§ Assignment: Please find the lines in the following records that hold "foliage", and copy them.

[Dataset entries]
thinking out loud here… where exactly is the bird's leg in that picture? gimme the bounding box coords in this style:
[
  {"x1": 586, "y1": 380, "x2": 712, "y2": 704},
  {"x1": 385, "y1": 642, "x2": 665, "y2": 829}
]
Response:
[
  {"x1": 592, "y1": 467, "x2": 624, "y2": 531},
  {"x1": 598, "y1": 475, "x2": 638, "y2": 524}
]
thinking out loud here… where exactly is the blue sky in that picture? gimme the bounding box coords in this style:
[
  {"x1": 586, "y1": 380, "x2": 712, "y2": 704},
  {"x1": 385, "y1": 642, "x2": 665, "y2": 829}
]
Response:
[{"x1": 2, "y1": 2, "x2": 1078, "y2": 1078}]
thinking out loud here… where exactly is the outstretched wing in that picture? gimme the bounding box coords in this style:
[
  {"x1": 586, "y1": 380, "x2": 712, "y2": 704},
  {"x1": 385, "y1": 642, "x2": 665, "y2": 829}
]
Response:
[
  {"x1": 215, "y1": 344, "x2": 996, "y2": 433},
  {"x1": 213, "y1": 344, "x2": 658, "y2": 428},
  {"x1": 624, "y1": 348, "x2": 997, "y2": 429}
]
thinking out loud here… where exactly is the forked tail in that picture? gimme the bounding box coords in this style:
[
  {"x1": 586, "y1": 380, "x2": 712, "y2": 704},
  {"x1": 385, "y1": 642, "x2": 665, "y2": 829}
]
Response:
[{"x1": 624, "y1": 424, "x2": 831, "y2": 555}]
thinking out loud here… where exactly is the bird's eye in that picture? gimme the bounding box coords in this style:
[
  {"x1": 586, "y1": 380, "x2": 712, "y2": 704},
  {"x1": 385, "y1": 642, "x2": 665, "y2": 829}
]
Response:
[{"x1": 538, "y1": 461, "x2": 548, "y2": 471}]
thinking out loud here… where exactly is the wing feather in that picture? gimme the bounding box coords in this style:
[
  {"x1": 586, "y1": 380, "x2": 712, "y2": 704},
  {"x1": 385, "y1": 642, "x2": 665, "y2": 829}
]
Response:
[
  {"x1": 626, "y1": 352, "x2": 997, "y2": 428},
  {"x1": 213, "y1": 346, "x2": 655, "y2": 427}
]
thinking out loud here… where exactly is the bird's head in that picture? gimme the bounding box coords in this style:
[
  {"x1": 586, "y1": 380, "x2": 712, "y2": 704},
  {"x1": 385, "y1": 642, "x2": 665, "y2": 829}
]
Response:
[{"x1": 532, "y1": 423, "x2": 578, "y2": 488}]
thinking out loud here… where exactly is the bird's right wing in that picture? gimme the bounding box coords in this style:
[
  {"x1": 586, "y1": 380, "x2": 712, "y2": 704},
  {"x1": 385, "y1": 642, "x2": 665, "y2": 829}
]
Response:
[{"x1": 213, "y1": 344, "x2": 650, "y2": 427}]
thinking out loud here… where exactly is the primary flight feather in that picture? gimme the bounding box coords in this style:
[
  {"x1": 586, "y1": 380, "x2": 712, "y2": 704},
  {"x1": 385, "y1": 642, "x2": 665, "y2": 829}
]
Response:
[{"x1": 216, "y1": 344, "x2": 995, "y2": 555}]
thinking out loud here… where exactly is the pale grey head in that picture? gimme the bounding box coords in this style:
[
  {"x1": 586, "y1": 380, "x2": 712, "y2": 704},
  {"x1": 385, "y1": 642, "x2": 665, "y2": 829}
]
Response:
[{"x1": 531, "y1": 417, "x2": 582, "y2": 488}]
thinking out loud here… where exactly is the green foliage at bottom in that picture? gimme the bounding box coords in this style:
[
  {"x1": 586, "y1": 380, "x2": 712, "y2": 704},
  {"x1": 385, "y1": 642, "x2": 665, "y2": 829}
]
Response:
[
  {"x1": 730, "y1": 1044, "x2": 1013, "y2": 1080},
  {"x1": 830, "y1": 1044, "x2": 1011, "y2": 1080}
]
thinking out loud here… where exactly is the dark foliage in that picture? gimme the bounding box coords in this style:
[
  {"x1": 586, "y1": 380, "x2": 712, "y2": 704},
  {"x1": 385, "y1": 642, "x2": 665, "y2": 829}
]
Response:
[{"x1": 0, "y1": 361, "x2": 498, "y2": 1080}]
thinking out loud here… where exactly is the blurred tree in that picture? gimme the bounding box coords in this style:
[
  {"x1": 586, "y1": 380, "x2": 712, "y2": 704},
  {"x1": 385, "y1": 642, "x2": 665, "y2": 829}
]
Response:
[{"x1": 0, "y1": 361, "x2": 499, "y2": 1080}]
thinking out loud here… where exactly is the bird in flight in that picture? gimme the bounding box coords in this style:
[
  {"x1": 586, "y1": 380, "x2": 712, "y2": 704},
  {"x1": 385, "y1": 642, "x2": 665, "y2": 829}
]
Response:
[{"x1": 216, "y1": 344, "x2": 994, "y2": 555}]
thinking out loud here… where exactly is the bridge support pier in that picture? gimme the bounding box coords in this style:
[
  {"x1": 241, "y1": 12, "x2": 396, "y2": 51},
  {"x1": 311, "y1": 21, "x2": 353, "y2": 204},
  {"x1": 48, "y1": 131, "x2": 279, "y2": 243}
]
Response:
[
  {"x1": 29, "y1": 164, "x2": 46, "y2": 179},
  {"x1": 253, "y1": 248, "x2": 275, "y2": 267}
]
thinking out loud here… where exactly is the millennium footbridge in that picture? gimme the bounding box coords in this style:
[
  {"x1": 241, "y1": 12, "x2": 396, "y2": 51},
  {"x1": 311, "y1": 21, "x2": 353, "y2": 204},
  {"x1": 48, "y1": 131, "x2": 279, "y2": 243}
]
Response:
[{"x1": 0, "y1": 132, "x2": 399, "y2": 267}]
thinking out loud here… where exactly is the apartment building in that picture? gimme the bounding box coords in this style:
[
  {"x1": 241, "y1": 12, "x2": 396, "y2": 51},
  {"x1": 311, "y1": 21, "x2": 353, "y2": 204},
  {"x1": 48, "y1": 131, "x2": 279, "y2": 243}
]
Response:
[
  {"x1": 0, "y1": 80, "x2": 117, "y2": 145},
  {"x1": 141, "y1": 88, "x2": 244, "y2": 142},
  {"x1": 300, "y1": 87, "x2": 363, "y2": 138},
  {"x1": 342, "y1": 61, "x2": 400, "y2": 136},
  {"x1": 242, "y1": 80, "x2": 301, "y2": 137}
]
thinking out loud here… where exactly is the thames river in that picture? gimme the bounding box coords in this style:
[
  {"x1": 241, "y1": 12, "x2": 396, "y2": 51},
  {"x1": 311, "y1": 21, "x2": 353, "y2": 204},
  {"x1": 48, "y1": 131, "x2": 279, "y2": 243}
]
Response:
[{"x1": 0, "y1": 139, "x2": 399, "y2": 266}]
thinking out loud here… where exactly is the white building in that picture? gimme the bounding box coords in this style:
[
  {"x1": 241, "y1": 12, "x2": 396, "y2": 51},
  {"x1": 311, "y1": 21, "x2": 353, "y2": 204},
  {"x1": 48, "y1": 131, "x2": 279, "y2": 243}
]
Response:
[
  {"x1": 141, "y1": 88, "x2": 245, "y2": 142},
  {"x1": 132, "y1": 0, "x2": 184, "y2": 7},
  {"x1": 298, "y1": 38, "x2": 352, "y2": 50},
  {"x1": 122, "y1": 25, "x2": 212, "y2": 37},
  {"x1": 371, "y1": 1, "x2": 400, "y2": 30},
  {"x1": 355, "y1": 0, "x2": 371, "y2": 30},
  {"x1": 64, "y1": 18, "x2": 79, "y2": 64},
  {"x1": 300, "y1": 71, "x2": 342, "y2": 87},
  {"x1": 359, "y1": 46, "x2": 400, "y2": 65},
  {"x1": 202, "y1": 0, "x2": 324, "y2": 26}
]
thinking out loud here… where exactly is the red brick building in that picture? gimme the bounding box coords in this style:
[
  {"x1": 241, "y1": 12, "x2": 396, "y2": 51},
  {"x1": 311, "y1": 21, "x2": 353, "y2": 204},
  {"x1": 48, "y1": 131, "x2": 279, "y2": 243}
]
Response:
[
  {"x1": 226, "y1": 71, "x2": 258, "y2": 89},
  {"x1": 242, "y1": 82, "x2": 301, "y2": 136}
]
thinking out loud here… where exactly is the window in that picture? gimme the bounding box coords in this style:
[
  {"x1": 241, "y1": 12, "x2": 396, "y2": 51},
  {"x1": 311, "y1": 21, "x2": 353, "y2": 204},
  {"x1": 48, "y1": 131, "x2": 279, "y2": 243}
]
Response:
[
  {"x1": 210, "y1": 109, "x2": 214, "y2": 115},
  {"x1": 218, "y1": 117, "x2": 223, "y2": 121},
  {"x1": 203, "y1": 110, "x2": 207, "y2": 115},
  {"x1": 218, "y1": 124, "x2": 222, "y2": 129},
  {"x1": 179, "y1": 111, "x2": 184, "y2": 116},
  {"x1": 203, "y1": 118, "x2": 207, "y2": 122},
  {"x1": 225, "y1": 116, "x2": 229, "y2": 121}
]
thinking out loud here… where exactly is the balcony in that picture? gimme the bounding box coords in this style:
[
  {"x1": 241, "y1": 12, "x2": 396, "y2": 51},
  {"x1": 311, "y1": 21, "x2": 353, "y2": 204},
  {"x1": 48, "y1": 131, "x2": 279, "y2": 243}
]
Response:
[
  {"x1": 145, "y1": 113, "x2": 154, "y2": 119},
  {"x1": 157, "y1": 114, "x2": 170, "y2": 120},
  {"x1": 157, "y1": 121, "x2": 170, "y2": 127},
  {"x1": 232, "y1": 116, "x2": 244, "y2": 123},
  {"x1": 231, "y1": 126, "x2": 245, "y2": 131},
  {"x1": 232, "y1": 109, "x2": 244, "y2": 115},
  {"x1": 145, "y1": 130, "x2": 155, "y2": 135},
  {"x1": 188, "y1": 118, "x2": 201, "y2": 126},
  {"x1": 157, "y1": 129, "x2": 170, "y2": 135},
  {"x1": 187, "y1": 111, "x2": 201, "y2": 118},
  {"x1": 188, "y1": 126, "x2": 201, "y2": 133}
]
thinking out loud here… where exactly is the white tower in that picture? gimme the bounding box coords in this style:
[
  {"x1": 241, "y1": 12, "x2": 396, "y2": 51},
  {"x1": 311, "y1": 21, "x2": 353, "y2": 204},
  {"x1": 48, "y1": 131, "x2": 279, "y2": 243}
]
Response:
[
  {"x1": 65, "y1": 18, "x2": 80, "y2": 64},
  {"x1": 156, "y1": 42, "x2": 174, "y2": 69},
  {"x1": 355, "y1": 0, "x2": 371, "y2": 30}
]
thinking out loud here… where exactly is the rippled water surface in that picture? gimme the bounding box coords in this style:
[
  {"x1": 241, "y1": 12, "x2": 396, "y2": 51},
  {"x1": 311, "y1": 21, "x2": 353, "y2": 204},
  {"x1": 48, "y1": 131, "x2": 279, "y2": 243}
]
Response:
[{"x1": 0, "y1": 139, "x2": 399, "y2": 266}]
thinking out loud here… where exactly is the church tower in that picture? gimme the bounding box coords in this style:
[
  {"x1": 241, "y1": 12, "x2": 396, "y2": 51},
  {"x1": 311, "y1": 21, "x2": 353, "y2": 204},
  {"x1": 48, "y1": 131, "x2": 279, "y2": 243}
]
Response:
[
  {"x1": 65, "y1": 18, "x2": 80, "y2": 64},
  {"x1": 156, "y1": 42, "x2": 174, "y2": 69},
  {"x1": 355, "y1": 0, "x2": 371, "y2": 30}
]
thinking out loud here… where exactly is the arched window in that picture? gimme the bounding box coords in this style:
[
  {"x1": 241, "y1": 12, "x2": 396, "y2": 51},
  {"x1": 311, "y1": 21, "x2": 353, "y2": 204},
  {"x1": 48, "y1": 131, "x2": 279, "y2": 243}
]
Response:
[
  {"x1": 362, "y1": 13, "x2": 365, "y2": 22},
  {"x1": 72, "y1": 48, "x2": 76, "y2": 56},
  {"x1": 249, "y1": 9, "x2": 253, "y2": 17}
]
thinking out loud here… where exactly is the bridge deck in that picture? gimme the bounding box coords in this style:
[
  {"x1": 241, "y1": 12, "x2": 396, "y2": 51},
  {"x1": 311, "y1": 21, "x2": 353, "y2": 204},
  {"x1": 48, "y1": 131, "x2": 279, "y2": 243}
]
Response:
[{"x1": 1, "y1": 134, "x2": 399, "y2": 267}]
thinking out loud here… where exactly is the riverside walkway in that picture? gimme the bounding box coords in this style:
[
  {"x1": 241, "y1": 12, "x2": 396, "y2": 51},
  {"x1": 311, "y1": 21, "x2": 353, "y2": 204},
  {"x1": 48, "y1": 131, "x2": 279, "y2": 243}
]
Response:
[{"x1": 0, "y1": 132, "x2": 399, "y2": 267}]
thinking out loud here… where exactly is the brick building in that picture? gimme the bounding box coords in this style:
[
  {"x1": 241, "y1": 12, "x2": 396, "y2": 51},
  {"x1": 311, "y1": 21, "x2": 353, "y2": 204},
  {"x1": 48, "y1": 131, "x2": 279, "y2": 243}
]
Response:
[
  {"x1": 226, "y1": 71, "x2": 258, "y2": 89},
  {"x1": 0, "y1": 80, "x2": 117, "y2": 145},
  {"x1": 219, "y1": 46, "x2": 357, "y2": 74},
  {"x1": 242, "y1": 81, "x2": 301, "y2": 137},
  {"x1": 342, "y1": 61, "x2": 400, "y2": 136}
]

§ Solution for this task:
thinking out loud here… where exactly is the green foliage at bottom in that picture? gimme the bounding box coords in this style:
thinking out loud here… where exactly is the dark foliage in that picture? gimme the bounding box coords in this style:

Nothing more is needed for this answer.